---------- SELECTED EXCERPT ----------

'Pasadena' Puts Dirt on Parade

Television: The new drama's wealthy family may resemble a certain newspaper dynasty, but its creator says the goings-on are strictly fictional.

By Dana Calvo / September 28, 2001
When the aging patriarch of a Southern California newspaper empire learns about his son-in-law's mistress, he beckons him and parcels out this advice: "If you're going to sleep around, get yourself a hooker, for God's sake. Be discreet."

The real-life Chandler newspaper dynasty unknowingly inspired "Pasadena," Fox's new drama about the Greeley family, which spends its days publishing the Los Angeles Sun and its nights battling demons, lust and malice.

Created by Mike White, "Pasadena" comes to viewers tonight in an episode directed by Diane Keaton and starring Dana Delany. The running joke on the set is that the drama can't continue for a second season.

"If the show survives the season and finds an audience, we'll have to figure out what to do because we will have burned this family down," White said.

"This is an intimate show, about the twisted relationship between Dana Delany and her daughter. There aren't cat fights where people throw one another into swimming pools," White said. "Dana is so great at doing this--half the time you hate her, and half the time you really feel for her."

But where is all this smut coming from?

Otis Chandler, former publisher of the Los Angeles Times, hadn't heard anything about the drama until a Times reporter called him at his automotive museum in Oxnard.

"I still have members of my generation ... who live [in] Pasadena. They're very quiet and kind of hermits. They don't get out of Pasadena, and I think it would kill them to see some sitcom or drama loosely based on the Chandler family," he said. Chandler asked for the time of tonight's premiere, and said he would watch it with a skeptical attitude.

"I don't know if it will have much of a following," he said. "The Chandlers are pretty dull."

That may be true, but Hollywood is known for not letting the facts get in the way a of a juicy tale. White grew up in San Marino, the town next to Pasadena, and he admits he grew up in the shadow of wealthy local families and their children.

"I was definitely looking in from the outside," he told a room full of television critics earlier this year. "Growing up, I always hated rich kids.... I think we're going to be very honest about how this family breathes rarefied air."

But it is a fictional family, and there is no way to watch "Pasadena" and discern members of the real Chandler family.

Tonight's episode concludes with a warning from Lily Greeley McAllister, the youngest girl in the family who serves as the show's narrator. As the Greeleys pose for a portrait, Lily intones: "This was the last time we were photographed all of us, together."

---------- MATERIAL ----------

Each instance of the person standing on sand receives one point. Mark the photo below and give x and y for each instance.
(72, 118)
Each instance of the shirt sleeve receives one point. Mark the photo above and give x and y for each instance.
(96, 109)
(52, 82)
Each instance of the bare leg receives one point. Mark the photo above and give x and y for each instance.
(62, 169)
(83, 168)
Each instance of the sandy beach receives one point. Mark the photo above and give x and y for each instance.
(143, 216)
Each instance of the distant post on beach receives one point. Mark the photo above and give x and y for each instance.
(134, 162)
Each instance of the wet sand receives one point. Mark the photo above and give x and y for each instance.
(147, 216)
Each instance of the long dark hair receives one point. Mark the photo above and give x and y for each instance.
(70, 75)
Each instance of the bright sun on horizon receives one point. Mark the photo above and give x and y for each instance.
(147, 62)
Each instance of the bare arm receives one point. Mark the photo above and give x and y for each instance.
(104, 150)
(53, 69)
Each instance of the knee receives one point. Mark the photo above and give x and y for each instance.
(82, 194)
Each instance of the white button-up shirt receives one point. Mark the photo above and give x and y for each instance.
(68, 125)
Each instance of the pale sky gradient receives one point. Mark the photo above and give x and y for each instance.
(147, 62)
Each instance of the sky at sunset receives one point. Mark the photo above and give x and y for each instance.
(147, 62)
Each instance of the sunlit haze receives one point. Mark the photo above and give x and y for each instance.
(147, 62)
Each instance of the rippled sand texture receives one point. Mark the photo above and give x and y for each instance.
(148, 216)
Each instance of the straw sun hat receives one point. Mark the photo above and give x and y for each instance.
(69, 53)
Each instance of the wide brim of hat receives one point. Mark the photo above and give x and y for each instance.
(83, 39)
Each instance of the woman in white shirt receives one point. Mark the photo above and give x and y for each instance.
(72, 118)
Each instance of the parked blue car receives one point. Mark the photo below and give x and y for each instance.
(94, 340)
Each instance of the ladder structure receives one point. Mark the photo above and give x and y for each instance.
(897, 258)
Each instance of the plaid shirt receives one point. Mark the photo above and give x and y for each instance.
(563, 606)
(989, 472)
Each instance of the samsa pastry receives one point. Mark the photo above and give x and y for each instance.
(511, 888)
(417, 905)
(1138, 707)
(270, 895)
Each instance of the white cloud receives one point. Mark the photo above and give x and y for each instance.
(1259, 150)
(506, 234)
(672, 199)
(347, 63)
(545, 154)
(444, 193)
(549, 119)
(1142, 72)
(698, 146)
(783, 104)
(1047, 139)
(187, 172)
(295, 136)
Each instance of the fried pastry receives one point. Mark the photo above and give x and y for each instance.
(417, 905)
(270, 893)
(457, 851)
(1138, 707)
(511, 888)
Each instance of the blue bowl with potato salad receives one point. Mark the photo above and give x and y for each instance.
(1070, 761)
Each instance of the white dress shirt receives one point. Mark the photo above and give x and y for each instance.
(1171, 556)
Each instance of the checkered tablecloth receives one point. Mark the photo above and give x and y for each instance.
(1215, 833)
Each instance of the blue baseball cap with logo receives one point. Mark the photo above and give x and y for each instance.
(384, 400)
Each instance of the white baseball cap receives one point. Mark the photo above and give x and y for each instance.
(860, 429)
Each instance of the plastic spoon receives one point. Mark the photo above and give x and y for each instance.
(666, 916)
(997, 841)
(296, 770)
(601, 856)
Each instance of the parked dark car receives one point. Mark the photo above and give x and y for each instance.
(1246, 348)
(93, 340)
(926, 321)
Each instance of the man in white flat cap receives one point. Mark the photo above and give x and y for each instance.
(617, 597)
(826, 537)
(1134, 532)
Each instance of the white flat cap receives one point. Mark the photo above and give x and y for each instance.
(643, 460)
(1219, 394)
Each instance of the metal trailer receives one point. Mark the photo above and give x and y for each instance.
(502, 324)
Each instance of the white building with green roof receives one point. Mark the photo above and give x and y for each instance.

----------

### WRITTEN INSTRUCTION 1
In the article about the Fox drama "Pasadena," who directed the episode airing that night?
### WRITTEN INSTRUCTION 2
From the article about "Pasadena," write out word for word the passage starting at "That may be" and ending at "real Chandler family.".
### WRITTEN INSTRUCTION 3
Continue the article about the Fox drama "Pasadena" from its final sentence.

### EXPECTED OUTPUT 1
Diane Keaton

### EXPECTED OUTPUT 2
That may be true, but Hollywood is known for not letting the facts get in the way a of a juicy tale. White grew up in San Marino, the town next to Pasadena, and he admits he grew up in the shadow of wealthy local families and their children.

"I was definitely looking in from the outside," he told a room full of television critics earlier this year. "Growing up, I always hated rich kids.... I think we're going to be very honest about how this family breathes rarefied air."

But it is a fictional family, and there is no way to watch "Pasadena" and discern members of the real Chandler family.

### EXPECTED OUTPUT 3
Alison Lohman plays the high school-age Lily and tries to capture a young woman simultaneously fascinated and terrified by her family's uncovered past. As Lily attempts to reveal the violent pathology of her relatives, she runs up against her mother, Catherine, who is played by Delany.

"We're discovering that this is all about the sins of our mothers," said Delany. "We do the same damage to our daughters that our mothers did to us. I'm sorry to give mothers such a bad rap, but it's good drama. [Catherine] is really searching for love and approval that she never got from her mother, but there's a lot of self-loathing, because she can't give it to her own daughter."

Delany said when she got the script for "Pasadena" she immediately saw Catherine's motivations.

"I know a lot of women like this, being from Stanford, Conn.," Delany said. "That WASP world where everything's held in and underneath it all everything's falling apart."

Delany hasn't had a starring role in a television series since "China Beach" (1988-1991). Keaton directed one of those episodes, as well, and Delany said Keaton came to the "Pasadena" pilot with a list of furniture and pottery she wanted to use in decorating the set. Keaton also advised the costumer on Lily's accessories, like the tightknit cap she wears and pin curls.

Other than the pilot, which was shot locally, the rest of the series is being shot in Vancouver, Canada, a location that the family-focused Keaton wasn't interested in, according to Delany. Keaton is, however, an executive producer for the entire season.

In a telephone interview from Vancouver, where the cast and crew will shoot 13 episodes until December, Delany said she has spent the last decade avoiding jobs that would have forced her to spend 15-hours a day on a set far from home.

"But I forgot how much I enjoyed it, how the writers start to write for you, the sense of family you get with the crew, the character development you experience."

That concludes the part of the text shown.